**GIVEN INSTRUCTION**
Transcribe the records below exactly as they appear, omitting any pictures.

(Stored items)
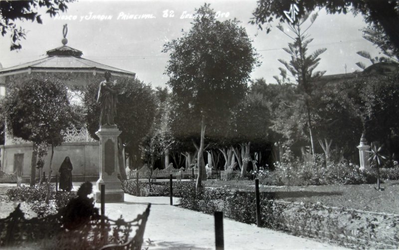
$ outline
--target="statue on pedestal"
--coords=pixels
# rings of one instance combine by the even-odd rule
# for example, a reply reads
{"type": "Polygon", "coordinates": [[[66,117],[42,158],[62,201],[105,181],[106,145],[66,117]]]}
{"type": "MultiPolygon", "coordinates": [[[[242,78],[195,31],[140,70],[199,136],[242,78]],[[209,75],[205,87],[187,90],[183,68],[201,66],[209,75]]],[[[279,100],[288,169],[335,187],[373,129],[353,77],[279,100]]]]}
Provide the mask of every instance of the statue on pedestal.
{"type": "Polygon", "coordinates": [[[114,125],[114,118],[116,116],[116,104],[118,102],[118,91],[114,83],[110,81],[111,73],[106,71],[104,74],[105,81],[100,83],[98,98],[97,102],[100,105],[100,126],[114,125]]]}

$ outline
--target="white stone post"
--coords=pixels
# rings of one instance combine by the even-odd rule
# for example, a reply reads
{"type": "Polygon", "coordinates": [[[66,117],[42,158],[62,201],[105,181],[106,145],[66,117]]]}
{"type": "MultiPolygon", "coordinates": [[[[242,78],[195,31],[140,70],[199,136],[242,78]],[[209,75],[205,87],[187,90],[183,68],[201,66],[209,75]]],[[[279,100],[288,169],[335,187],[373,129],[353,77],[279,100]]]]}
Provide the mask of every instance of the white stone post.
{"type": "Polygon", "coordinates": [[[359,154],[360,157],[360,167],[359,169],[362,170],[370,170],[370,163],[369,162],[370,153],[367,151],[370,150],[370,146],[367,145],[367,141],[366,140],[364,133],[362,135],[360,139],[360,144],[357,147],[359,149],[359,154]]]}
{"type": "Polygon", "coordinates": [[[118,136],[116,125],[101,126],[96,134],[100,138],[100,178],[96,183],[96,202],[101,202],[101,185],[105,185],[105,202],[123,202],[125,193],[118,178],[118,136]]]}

**PROBLEM SOLUTION**
$ outline
--target="statue on pedestal"
--coords=pixels
# rings of one instance combine by the even-odd rule
# for example, a reply reads
{"type": "Polygon", "coordinates": [[[66,117],[42,158],[62,201],[105,181],[106,145],[66,117]]]}
{"type": "MultiPolygon", "coordinates": [[[[242,78],[195,31],[140,70],[199,136],[242,78]],[[209,75],[205,87],[187,90],[183,68],[201,66],[209,75]]],[[[279,100],[288,169],[335,187],[373,129],[353,77],[279,100]]]]}
Provide the mask of every instance of the statue on pedestal.
{"type": "Polygon", "coordinates": [[[114,125],[114,118],[116,116],[116,104],[118,102],[118,91],[114,83],[110,81],[111,73],[106,71],[104,74],[105,81],[100,83],[98,98],[97,102],[100,105],[100,126],[114,125]]]}

$ outline
--target="white stone post"
--coords=pixels
# rings of one instance combine by the even-odd rule
# for example, a reply reads
{"type": "Polygon", "coordinates": [[[66,117],[42,158],[62,201],[105,181],[106,145],[66,117]]]}
{"type": "MultiPolygon", "coordinates": [[[[242,78],[195,31],[140,70],[199,136],[242,78]],[[209,75],[205,87],[187,90],[183,68],[201,66],[209,75]]],[[[279,100],[288,169],[335,187],[373,129],[353,77],[279,100]]]]}
Provide the mask of every instance of the white stone post.
{"type": "Polygon", "coordinates": [[[359,154],[360,157],[360,167],[359,169],[362,170],[370,170],[370,163],[369,162],[370,153],[367,151],[370,150],[370,146],[367,145],[367,141],[366,140],[364,133],[362,135],[360,139],[360,144],[357,147],[359,149],[359,154]]]}
{"type": "Polygon", "coordinates": [[[118,136],[116,125],[101,126],[96,134],[100,138],[100,178],[96,183],[96,202],[101,202],[101,185],[105,185],[105,202],[123,202],[125,193],[118,178],[118,136]]]}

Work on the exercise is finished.